▸ Prompt
Find the line containing "Where is the low" in the entries below. Reproduce that line and each one after it to the end, exactly, with no other lines.

━━━━━ Dataset extract

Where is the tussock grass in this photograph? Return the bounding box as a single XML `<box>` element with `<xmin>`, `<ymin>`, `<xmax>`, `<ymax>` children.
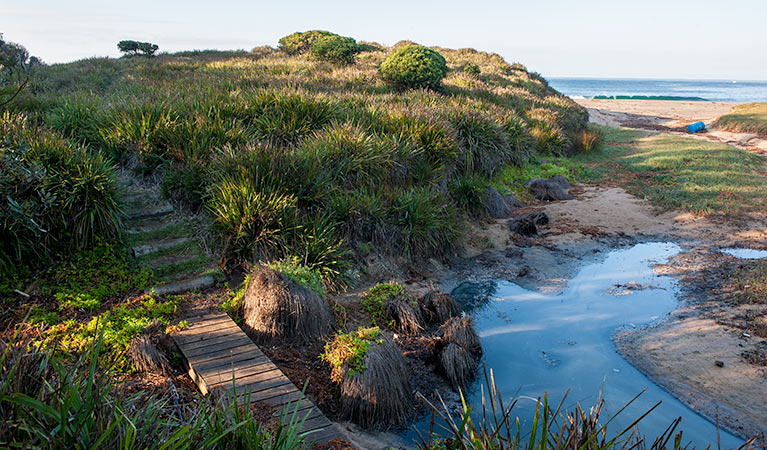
<box><xmin>714</xmin><ymin>102</ymin><xmax>767</xmax><ymax>135</ymax></box>
<box><xmin>6</xmin><ymin>41</ymin><xmax>587</xmax><ymax>288</ymax></box>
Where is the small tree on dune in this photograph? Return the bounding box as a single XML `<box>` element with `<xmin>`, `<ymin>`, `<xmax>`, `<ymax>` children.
<box><xmin>118</xmin><ymin>40</ymin><xmax>159</xmax><ymax>57</ymax></box>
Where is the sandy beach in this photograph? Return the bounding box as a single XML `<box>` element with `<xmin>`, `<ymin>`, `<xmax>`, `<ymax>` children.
<box><xmin>577</xmin><ymin>98</ymin><xmax>767</xmax><ymax>153</ymax></box>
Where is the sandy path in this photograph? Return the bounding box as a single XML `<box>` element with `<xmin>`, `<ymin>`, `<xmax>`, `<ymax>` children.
<box><xmin>577</xmin><ymin>99</ymin><xmax>767</xmax><ymax>154</ymax></box>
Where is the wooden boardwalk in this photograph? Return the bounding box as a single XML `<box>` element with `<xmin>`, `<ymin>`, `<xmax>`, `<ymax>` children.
<box><xmin>173</xmin><ymin>310</ymin><xmax>345</xmax><ymax>445</ymax></box>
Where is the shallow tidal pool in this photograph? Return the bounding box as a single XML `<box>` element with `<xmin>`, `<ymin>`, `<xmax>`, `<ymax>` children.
<box><xmin>407</xmin><ymin>242</ymin><xmax>744</xmax><ymax>448</ymax></box>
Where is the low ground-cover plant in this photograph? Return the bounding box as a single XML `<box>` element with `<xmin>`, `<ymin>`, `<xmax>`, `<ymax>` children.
<box><xmin>379</xmin><ymin>45</ymin><xmax>448</xmax><ymax>89</ymax></box>
<box><xmin>576</xmin><ymin>125</ymin><xmax>767</xmax><ymax>215</ymax></box>
<box><xmin>34</xmin><ymin>294</ymin><xmax>178</xmax><ymax>369</ymax></box>
<box><xmin>320</xmin><ymin>326</ymin><xmax>383</xmax><ymax>381</ymax></box>
<box><xmin>44</xmin><ymin>240</ymin><xmax>152</xmax><ymax>313</ymax></box>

━━━━━━━━━━

▸ Solved exercise
Where is the low ground-cover plant in this photograph? Return the bounding box as a single XML `<box>` element with `<xmin>`, `<ymin>`, `<xmax>`, `<ymax>` children.
<box><xmin>379</xmin><ymin>45</ymin><xmax>448</xmax><ymax>89</ymax></box>
<box><xmin>576</xmin><ymin>125</ymin><xmax>767</xmax><ymax>215</ymax></box>
<box><xmin>34</xmin><ymin>294</ymin><xmax>178</xmax><ymax>369</ymax></box>
<box><xmin>320</xmin><ymin>326</ymin><xmax>383</xmax><ymax>381</ymax></box>
<box><xmin>44</xmin><ymin>240</ymin><xmax>152</xmax><ymax>313</ymax></box>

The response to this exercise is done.